**WHAT YOU SHOULD DO:** Pictures stay out of the copy; restate everything else in the material exactly.

**DATA:**
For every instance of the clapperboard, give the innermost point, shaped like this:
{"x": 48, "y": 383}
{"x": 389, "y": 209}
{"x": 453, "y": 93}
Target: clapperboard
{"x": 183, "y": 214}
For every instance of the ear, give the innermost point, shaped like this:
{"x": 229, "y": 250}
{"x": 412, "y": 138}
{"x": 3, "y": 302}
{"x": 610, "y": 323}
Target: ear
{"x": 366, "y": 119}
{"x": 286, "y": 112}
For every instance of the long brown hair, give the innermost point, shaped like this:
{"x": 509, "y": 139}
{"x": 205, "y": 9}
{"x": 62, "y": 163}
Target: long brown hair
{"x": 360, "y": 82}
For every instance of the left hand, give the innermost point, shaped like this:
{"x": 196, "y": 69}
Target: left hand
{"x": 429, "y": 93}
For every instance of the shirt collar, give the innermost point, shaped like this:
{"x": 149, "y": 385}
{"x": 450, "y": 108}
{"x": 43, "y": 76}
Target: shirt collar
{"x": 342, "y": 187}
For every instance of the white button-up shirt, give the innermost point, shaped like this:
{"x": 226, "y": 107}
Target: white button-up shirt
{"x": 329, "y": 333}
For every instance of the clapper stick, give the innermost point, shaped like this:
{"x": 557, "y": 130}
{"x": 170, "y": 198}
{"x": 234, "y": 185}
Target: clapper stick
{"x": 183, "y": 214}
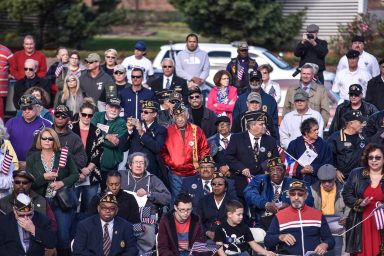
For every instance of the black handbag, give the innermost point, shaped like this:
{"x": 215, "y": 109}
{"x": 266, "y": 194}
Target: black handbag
{"x": 67, "y": 198}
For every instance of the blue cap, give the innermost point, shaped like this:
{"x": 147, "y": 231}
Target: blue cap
{"x": 140, "y": 45}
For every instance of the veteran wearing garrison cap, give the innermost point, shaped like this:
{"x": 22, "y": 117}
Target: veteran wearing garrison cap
{"x": 248, "y": 150}
{"x": 25, "y": 231}
{"x": 105, "y": 233}
{"x": 267, "y": 192}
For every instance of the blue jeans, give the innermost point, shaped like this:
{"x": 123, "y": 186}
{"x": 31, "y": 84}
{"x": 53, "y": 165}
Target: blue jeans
{"x": 87, "y": 193}
{"x": 176, "y": 182}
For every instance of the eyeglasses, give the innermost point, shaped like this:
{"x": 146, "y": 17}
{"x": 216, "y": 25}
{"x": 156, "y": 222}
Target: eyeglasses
{"x": 27, "y": 108}
{"x": 47, "y": 138}
{"x": 86, "y": 115}
{"x": 60, "y": 115}
{"x": 296, "y": 193}
{"x": 217, "y": 184}
{"x": 184, "y": 210}
{"x": 377, "y": 158}
{"x": 108, "y": 209}
{"x": 18, "y": 182}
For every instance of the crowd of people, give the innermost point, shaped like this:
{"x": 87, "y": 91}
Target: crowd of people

**SOLUTION:**
For every instance of the clapperboard, give the innermost point, shaped like this:
{"x": 48, "y": 383}
{"x": 389, "y": 209}
{"x": 453, "y": 93}
Target: clapperboard
{"x": 183, "y": 214}
For every instance of the ear, give the innermost point, shaped like this:
{"x": 229, "y": 250}
{"x": 412, "y": 138}
{"x": 3, "y": 302}
{"x": 610, "y": 323}
Target: ear
{"x": 366, "y": 119}
{"x": 286, "y": 112}
For every instance of the long brown hair, give the innermost point, shaped like this:
{"x": 509, "y": 139}
{"x": 205, "y": 9}
{"x": 62, "y": 163}
Target: long brown hair
{"x": 360, "y": 82}
For every instance of the left hand, give the innermost point, shaped like this:
{"x": 196, "y": 69}
Target: left hand
{"x": 429, "y": 93}
For every instance of the shirt collar, give the innermost point, shaped like this:
{"x": 149, "y": 385}
{"x": 450, "y": 108}
{"x": 43, "y": 76}
Target: shirt collar
{"x": 342, "y": 187}
For every instance of the white button-up shirt, give the innermost point, shaped like this:
{"x": 226, "y": 107}
Target: white button-up shirt
{"x": 329, "y": 333}
For every instance of the clapper stick, give the innermost point, shaped like this:
{"x": 557, "y": 130}
{"x": 170, "y": 198}
{"x": 234, "y": 185}
Target: clapper stick
{"x": 183, "y": 214}
For every instance of the black handbag, give the innermost point, shaped like this:
{"x": 215, "y": 109}
{"x": 266, "y": 194}
Target: black handbag
{"x": 67, "y": 198}
For every instance of the blue cap, give the innermost point, shaped like this:
{"x": 147, "y": 231}
Target: blue cap
{"x": 140, "y": 45}
For every instance of the veteran wearing garrison cap, give the innermost point, shaped like this:
{"x": 22, "y": 117}
Target: veteran wearing garrison cap
{"x": 248, "y": 150}
{"x": 25, "y": 231}
{"x": 105, "y": 233}
{"x": 267, "y": 192}
For every instance of the blue jeans, give the innermost point, shaped like this:
{"x": 123, "y": 186}
{"x": 31, "y": 84}
{"x": 53, "y": 165}
Target: blue jeans
{"x": 87, "y": 193}
{"x": 176, "y": 182}
For every instance of the eyeglasses, give the innermost point, shaped like this:
{"x": 146, "y": 17}
{"x": 216, "y": 25}
{"x": 156, "y": 222}
Target: eyeglasses
{"x": 27, "y": 108}
{"x": 47, "y": 138}
{"x": 86, "y": 115}
{"x": 60, "y": 115}
{"x": 296, "y": 193}
{"x": 217, "y": 184}
{"x": 184, "y": 210}
{"x": 377, "y": 158}
{"x": 108, "y": 209}
{"x": 18, "y": 182}
For every instance of the crowd of people, give the innermost point, shaped like this:
{"x": 87, "y": 91}
Target: crowd of people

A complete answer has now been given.